▶ **RECORDS SUPPLIED**:
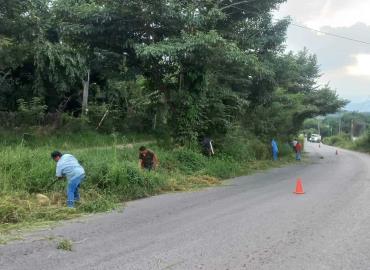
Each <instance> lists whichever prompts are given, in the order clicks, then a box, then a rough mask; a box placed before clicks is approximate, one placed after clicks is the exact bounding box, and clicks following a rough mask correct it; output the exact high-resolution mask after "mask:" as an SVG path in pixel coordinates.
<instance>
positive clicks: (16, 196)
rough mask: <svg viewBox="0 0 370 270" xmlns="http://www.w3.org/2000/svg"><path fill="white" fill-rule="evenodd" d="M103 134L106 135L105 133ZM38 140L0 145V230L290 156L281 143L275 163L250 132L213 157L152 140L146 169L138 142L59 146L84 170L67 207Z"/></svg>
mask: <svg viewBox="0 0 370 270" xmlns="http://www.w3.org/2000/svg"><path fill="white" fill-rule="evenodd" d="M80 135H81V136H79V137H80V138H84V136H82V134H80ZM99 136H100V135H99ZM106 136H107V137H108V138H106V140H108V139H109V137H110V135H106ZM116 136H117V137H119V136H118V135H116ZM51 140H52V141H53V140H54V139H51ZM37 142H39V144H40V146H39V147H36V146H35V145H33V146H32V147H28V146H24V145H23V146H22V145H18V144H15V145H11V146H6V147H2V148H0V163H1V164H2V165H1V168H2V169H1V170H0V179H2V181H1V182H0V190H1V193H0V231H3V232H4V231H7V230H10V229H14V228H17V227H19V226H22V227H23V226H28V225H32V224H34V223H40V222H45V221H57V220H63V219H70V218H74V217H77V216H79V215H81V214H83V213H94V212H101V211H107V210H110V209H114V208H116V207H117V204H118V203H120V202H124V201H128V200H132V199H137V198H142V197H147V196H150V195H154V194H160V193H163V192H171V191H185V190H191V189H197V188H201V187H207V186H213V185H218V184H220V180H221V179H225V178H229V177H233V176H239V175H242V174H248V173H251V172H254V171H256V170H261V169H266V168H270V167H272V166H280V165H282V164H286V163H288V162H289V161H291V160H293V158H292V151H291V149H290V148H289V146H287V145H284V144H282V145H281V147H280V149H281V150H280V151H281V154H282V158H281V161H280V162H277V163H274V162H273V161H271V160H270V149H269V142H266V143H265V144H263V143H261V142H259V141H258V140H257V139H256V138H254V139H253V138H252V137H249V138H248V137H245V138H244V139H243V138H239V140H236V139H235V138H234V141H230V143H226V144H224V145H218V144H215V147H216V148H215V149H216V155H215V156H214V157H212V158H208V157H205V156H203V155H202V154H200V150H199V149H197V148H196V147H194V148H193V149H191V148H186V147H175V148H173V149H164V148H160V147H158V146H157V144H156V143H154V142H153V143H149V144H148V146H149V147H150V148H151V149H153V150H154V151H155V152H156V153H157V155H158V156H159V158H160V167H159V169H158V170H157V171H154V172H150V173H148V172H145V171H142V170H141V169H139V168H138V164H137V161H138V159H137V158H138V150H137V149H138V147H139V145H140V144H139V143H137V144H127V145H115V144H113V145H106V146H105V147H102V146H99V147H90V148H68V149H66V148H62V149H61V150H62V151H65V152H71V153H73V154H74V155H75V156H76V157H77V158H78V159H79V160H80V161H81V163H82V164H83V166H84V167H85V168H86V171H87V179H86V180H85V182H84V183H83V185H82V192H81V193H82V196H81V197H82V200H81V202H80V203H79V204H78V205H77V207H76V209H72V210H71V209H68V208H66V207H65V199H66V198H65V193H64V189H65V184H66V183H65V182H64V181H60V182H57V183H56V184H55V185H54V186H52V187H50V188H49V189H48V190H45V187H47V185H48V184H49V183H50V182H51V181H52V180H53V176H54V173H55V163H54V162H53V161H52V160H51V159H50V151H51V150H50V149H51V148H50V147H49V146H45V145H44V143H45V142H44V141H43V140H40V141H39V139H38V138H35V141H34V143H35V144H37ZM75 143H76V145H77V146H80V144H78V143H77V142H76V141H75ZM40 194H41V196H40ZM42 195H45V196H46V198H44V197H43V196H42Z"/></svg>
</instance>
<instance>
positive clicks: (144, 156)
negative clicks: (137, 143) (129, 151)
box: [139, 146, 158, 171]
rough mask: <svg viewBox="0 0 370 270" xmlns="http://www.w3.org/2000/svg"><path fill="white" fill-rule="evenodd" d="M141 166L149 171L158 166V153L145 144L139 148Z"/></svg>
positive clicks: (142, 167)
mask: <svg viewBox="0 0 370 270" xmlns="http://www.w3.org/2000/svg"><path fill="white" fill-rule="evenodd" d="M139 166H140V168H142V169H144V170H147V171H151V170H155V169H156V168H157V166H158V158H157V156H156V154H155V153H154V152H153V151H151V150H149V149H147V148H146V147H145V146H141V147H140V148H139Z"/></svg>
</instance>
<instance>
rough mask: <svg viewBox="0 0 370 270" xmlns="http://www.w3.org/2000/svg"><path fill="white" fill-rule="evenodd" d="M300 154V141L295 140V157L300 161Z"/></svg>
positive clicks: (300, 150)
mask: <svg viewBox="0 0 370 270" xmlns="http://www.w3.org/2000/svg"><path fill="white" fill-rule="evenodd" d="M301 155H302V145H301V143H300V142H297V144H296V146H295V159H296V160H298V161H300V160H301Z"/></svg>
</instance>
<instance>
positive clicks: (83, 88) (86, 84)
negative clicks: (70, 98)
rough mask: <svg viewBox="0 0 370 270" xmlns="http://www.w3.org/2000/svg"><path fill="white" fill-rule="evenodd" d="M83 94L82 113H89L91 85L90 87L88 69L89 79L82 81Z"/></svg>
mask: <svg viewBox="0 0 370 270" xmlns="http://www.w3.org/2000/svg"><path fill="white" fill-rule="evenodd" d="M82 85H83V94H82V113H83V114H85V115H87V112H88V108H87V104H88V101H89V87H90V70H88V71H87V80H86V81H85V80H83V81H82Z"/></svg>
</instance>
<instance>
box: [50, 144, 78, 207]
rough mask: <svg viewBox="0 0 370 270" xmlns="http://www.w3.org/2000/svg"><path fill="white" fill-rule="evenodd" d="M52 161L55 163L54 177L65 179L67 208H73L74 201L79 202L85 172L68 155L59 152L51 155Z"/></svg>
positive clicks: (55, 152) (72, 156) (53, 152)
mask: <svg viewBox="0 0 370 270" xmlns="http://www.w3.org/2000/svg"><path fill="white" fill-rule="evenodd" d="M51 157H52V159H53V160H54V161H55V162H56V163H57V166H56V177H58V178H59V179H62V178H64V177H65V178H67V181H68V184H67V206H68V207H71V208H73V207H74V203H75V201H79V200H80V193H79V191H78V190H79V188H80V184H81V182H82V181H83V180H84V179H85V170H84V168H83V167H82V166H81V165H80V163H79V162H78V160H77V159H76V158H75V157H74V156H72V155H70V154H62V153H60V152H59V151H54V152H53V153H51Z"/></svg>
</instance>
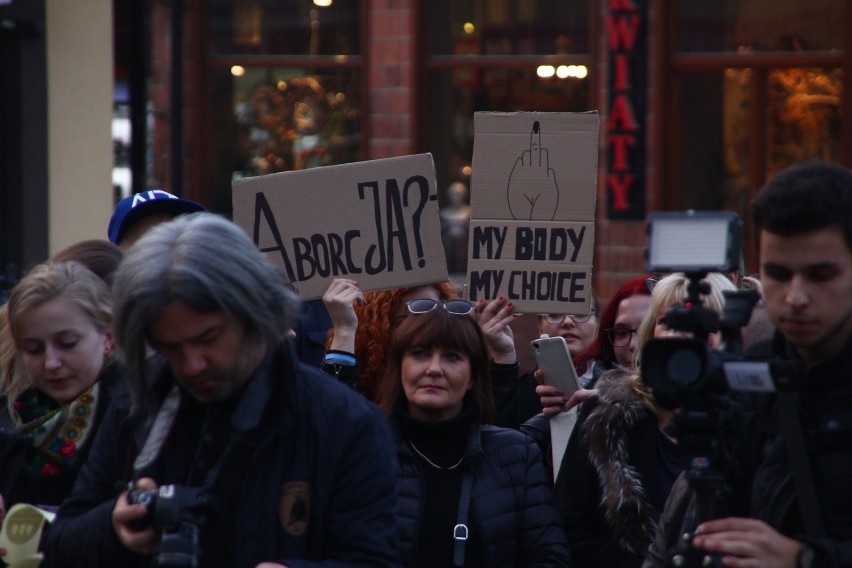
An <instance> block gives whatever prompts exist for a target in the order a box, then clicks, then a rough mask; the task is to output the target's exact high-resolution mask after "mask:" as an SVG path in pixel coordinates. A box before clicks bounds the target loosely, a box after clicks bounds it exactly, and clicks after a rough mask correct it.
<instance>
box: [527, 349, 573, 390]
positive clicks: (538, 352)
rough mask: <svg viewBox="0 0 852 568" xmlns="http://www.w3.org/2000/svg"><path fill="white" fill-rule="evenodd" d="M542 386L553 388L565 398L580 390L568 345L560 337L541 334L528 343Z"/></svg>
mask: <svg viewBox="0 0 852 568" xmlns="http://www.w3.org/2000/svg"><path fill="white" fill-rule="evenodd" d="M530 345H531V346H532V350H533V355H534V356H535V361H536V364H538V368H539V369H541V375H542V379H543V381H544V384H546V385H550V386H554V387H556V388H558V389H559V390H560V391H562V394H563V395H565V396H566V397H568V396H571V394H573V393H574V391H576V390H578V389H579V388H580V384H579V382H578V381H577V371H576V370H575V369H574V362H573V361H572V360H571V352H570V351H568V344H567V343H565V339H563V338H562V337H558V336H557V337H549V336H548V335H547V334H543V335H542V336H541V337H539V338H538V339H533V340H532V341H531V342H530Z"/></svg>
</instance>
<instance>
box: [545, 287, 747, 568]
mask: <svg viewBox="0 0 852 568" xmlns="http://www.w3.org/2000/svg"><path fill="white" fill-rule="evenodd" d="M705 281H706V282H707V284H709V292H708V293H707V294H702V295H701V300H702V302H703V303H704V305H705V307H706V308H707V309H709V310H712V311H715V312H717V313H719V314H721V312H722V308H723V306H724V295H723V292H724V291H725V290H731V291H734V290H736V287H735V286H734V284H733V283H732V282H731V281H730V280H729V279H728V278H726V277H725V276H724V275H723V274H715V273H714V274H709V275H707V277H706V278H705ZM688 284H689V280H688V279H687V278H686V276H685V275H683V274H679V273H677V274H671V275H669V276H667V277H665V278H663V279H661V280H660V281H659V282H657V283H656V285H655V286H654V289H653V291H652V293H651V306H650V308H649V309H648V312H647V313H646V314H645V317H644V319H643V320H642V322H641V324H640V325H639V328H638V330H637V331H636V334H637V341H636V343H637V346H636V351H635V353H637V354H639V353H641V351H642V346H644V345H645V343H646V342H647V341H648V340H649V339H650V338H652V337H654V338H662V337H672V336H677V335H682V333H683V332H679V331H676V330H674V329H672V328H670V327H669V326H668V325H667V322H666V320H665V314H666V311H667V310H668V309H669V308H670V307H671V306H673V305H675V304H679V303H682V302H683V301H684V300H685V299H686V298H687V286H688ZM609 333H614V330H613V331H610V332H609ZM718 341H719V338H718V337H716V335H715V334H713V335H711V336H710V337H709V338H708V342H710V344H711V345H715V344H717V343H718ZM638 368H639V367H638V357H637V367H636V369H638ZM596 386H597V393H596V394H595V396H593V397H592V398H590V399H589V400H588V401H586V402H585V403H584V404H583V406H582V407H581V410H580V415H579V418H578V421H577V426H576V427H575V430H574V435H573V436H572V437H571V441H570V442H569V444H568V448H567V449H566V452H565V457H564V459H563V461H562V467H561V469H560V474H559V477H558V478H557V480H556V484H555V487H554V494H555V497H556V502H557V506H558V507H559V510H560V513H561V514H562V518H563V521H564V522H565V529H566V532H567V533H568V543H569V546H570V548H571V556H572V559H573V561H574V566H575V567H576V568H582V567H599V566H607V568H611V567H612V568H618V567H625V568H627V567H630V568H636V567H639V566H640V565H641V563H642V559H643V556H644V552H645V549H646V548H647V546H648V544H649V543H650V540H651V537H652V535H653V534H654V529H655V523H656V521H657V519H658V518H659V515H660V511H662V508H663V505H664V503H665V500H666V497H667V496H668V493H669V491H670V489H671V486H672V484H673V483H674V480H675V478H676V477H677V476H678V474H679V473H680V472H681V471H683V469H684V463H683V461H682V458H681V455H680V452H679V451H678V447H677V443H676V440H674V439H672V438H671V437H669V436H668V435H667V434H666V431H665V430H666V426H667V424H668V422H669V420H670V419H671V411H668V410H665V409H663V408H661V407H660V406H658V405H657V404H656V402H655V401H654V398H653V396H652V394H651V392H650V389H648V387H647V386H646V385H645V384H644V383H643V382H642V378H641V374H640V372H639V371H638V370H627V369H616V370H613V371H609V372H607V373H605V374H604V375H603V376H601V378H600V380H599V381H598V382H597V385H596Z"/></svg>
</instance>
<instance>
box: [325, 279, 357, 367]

▶ **EXERCISE**:
Locate each line in the rows above that contains the word "prompts" and copy those lines out in full.

▶ **REPLY**:
Each <instance> lists whichever prompts are given, in the order clicks, then a box, then a rough mask; a box placed before clicks is approximate, one placed after clicks is the exact bounding box, and clicks following a rough mask correct it; output the exact high-resolution mask after "mask:" as an SVG path in pixel coordinates.
An <instance> block gives whatever prompts exist for a target in the order a box, then clicks, then a rough mask; the task is to output the target's exact high-resolution mask after "mask:" as an SVG path in pixel coordinates. A box before clicks bounds the target loosely, a box after clicks bounds it exactly, and clicks after a rough mask correct it.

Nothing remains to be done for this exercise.